WRITTEN EXERCISE A:
Which lines in the records contain the word "blue"? Find and copy each of them, treating uppercase and lowercase as different.

GIVEN TEXT:
= = = = = = =
# Comstock & Steere Blue Bottle



## brick0044 (May 15, 2014)

Can anyone tell me what a Comstock & Steere Blue Bottle from St. Paul is worth? It is in what I consider very good condition or excellent. I'm new to collecting so don't know much about it. Thanks for your help and input. It still needs to be cleaned up but this is the bottle.


----------



## cowseatmaize (May 16, 2014)

Wow, nice bottle and it's your birthday! Was that a present?Welcome to the forum.Here's a few links, I can't help with new info.http://www.antique-bottle...ntil-Soda-m346521.aspx
http://www.fohbc.org/wp-c...lusiveComstockSoda.pdf
http://www.fohbc.org/wp-c...2014_ComstockAgain.pdf


----------



## brick0044 (May 16, 2014)

Thank you for the links. Any other info would be great.


----------



## antlerman23 (May 16, 2014)

Well... What you have there is a very very good bottle. I live in minnesota and it is my holy grail bottle. It dayes from the 1850s, but not much else is known. There are not many out there, so it is worth quite a bit of money. Are you looking to sell it, because i would be very interested if you are. I will pm you. Is there a story behind this? Did you dig it? Buy it at a garage sale? Find it in a river? I am very curious! Cheers to a fantastic bottle my friend!


----------



## brick0044 (May 17, 2014)

I am interested in selling it, but will probably put it on eBay if I don't get a good offer. I found it in St Paul while digging a footing for the new Lafayette bridge. I find a lot of bottles but don't normally keep them , something told me to check this one out. It is in very good condition.  Thanks for your responses.  Makes me want to start collecting.


----------



## epgorge (May 17, 2014)

_*"Makes me want to start collecting."*_ You should. There are plenty of people here who will tell you if it is valuable or not and many times, like above, you will get a chance to sell it to a good home. Someone will get a great piece to add to their collection and you will get some cash. Welcome. Hope the bug bites you.[]Joel


----------



## RIBottleguy (May 18, 2014)

Here's a site that lists two Comstock bottles.  Does yours have an iron pontil mark?  It should look and feel like rough iron.  The rarity scale is from 1-6, 1 being the rarest.  Great find!http://bottleden.com/APS2...;search_fd5=*comstock*


----------



## cowseatmaize (May 18, 2014)

> I found it in St Paul while digging a footing for the new Lafayette bridge.


Sort of sounds like you may have the check the laws out there. It may not be yours to sell.[8|]


----------



## epgorge (May 18, 2014)

*Sort of sounds like you may have the check the laws out there. It may not be yours to sell.* Or, maybe, you will want to change your story where you found it.


----------



## cowseatmaize (May 18, 2014)

> Or, maybe, you will want to change your story where you found it.


[][][] Or send me $500 and I'll make this post disappear. I'll even donate half to the forum.Oh crap, that sounds like extortion and I think that's illegal too. I retract that offer. [][][]


----------



## 2find4me (May 18, 2014)
= = = = = = =
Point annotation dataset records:
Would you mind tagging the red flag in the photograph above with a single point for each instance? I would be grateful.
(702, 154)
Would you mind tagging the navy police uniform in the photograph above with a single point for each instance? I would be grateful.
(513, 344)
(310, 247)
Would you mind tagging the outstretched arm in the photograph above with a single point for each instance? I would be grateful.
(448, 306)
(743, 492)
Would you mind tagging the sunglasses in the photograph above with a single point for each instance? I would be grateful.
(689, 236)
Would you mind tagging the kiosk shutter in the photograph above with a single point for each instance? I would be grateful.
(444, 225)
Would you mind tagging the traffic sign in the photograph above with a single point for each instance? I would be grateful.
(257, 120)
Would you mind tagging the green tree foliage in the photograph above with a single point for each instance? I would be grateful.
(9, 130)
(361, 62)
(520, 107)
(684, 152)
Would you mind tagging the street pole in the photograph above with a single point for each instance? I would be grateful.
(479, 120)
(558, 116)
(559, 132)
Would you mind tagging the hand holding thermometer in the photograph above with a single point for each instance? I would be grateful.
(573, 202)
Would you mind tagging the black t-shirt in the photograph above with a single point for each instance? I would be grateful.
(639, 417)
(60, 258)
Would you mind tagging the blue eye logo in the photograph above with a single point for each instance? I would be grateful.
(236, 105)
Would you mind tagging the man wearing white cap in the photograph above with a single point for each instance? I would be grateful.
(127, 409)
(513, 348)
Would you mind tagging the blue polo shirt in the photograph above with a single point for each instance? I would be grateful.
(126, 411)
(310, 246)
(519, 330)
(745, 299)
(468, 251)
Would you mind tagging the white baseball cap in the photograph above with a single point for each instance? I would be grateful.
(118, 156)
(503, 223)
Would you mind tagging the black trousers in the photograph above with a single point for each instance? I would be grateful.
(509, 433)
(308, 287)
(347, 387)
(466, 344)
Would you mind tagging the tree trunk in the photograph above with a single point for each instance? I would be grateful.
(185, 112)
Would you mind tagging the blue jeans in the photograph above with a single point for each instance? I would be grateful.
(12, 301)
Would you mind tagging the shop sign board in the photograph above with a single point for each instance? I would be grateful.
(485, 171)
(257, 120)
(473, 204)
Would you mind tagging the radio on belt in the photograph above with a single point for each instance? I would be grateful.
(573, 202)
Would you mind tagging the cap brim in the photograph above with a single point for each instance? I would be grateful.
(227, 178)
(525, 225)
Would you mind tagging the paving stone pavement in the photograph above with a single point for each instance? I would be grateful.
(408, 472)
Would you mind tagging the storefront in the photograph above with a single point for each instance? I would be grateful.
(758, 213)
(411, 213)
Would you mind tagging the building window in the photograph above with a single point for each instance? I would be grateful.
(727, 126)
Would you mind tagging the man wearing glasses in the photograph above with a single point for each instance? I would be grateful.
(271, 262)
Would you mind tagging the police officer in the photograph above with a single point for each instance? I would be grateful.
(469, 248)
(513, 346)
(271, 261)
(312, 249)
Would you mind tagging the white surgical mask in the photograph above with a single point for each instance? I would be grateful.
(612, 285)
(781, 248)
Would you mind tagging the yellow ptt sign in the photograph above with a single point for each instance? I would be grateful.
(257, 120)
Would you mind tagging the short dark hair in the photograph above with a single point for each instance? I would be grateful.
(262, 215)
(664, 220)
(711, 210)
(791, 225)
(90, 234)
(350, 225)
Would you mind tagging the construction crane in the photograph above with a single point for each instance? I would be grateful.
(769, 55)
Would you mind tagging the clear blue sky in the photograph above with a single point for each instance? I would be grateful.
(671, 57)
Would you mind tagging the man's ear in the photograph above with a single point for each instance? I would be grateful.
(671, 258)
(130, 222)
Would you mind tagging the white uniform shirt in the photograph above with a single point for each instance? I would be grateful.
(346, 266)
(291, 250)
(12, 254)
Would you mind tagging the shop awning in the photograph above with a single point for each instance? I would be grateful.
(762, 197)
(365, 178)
= = = = = = =
WRITTEN EXERCISE B:
In the bottle forum thread, what reason does antlerman23 give for saying the Comstock & Steere bottle is worth quite a bit of money?

EXPECTED ANSWER A:
Would you mind tagging the blue eye logo in the photograph above with a single point for each instance? I would be grateful.
Would you mind tagging the blue polo shirt in the photograph above with a single point for each instance? I would be grateful.
Would you mind tagging the blue jeans in the photograph above with a single point for each instance? I would be grateful.
Would you mind tagging the clear blue sky in the photograph above with a single point for each instance? I would be grateful.

EXPECTED ANSWER B:
antlerman23 says there are not many of these bottles out there, so it is worth quite a bit of money.